─── Record excerpts

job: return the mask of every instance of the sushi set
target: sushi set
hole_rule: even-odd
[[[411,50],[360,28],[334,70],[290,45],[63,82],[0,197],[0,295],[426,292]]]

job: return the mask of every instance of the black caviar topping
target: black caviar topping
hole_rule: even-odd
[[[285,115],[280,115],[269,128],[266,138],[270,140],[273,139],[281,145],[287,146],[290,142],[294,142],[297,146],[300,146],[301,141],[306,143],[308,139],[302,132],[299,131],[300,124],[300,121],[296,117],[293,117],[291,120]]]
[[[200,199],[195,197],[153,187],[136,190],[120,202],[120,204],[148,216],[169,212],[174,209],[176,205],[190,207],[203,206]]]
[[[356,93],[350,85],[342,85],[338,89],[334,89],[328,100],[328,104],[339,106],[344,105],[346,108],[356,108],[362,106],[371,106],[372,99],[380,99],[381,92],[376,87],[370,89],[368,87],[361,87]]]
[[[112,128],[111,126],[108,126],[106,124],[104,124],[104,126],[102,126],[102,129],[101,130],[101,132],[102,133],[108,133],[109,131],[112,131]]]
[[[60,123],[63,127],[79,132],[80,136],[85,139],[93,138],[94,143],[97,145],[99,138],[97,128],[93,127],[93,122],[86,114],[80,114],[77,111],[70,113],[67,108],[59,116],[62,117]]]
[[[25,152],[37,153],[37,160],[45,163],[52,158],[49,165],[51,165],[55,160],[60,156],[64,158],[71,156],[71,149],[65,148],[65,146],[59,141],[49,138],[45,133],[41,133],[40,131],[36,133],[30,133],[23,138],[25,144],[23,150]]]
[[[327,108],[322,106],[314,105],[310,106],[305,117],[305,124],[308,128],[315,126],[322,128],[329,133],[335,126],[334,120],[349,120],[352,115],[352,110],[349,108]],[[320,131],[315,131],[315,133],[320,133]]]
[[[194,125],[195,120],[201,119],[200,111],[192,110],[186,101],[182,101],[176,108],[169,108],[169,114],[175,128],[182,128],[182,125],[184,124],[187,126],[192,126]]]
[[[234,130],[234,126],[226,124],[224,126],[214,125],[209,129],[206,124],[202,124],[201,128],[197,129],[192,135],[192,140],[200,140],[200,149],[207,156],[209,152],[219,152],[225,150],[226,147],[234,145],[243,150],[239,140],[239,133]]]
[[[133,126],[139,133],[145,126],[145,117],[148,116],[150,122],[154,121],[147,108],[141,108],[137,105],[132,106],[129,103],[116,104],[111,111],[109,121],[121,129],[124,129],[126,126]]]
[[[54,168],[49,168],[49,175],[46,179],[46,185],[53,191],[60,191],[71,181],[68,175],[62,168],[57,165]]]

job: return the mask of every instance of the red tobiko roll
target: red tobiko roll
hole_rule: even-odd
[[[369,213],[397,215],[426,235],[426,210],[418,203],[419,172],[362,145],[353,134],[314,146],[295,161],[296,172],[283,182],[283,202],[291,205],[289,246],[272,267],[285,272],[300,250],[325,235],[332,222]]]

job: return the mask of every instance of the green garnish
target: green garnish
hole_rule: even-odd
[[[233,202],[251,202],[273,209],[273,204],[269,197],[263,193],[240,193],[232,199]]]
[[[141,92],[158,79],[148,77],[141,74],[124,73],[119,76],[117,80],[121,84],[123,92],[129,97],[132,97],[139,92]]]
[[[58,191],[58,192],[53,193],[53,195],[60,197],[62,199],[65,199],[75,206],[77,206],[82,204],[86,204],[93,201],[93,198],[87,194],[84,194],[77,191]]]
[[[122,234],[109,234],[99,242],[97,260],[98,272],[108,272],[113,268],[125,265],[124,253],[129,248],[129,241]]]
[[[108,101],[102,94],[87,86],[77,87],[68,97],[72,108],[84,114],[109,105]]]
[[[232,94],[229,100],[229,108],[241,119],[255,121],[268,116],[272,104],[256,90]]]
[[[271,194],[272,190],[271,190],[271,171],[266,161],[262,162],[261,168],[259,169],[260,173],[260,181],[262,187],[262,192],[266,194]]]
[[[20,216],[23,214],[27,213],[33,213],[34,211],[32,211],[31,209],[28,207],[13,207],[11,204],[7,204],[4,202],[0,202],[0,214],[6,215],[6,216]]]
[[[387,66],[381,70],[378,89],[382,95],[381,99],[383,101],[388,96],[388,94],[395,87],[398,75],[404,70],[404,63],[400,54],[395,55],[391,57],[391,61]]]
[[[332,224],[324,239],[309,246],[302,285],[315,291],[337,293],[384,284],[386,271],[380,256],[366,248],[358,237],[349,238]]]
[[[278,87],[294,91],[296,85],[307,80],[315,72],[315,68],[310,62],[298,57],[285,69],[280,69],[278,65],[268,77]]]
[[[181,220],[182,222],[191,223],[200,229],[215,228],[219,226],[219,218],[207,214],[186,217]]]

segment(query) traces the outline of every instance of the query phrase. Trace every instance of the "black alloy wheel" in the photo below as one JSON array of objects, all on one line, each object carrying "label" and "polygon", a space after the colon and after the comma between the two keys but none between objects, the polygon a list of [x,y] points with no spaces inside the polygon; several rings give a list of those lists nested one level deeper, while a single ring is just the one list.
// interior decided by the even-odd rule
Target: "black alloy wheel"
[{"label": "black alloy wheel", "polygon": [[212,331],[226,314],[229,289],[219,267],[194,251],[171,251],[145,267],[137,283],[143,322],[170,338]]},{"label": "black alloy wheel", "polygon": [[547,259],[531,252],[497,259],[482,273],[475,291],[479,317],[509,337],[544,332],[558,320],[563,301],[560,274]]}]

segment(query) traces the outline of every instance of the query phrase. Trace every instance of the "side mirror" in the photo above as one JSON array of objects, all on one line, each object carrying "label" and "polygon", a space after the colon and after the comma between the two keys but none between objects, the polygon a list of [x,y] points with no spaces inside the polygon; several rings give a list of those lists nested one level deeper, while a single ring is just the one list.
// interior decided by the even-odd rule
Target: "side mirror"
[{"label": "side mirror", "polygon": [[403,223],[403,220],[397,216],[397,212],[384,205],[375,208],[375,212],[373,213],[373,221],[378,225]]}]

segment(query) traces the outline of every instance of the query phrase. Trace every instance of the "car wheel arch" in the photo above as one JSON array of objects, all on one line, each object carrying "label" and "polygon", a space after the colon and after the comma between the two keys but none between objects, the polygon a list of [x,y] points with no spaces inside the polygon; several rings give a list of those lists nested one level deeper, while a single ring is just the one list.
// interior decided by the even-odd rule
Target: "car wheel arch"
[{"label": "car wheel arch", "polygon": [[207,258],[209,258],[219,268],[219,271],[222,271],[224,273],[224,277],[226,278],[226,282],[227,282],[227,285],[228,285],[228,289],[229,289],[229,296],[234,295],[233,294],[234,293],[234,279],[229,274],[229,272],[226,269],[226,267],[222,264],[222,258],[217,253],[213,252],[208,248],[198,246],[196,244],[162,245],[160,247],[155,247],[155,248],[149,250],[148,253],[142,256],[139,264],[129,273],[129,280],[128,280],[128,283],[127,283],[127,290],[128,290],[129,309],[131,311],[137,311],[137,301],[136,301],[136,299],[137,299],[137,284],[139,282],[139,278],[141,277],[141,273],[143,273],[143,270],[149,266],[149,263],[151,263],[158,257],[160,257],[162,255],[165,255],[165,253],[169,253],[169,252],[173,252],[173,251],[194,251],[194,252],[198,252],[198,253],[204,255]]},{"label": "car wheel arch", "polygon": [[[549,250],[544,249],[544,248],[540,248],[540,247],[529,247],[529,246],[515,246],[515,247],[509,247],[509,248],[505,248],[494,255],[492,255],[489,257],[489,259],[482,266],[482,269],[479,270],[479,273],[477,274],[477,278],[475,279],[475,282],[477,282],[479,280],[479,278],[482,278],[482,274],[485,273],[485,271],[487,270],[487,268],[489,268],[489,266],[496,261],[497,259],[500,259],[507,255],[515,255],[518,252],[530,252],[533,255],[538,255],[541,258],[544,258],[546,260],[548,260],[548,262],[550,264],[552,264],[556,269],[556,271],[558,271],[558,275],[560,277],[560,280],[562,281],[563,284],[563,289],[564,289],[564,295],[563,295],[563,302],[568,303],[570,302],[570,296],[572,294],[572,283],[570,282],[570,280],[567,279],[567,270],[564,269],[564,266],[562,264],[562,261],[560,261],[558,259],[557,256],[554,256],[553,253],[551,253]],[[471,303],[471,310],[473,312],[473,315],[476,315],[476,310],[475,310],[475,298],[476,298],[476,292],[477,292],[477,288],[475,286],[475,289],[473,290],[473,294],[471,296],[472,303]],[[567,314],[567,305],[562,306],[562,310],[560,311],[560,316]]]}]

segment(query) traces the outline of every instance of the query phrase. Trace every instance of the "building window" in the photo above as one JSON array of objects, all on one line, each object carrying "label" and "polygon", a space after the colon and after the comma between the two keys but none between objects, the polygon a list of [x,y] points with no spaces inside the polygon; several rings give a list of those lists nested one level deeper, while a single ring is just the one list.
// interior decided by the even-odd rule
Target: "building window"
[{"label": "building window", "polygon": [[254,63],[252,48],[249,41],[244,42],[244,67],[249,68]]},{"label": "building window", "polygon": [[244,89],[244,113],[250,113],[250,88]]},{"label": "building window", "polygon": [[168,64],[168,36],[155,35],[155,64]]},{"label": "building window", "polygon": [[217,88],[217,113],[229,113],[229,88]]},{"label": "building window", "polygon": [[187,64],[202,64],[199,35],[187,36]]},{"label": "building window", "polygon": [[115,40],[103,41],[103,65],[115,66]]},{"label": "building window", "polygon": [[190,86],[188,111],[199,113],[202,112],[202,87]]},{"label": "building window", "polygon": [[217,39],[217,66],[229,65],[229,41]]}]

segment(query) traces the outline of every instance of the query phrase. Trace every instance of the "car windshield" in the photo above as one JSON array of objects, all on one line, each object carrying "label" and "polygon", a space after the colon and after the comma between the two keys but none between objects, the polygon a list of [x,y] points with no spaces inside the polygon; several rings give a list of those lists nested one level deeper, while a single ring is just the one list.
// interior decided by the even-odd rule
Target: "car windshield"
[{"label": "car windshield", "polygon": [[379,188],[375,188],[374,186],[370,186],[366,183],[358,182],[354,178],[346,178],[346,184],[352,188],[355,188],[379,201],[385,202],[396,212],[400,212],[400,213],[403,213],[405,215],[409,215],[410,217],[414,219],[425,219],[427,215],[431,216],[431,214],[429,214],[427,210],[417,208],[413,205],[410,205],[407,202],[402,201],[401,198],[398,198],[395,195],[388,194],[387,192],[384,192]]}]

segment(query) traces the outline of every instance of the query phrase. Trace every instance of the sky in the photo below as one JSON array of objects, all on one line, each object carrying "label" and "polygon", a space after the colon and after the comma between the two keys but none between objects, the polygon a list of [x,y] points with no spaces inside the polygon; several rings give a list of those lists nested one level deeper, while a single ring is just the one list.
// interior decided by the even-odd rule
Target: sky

──────

Directions
Pull out every line of the listing above that contains the word "sushi", and copy each one in full.

Full answer
job: return the mask of every instance of the sushi set
target: sushi set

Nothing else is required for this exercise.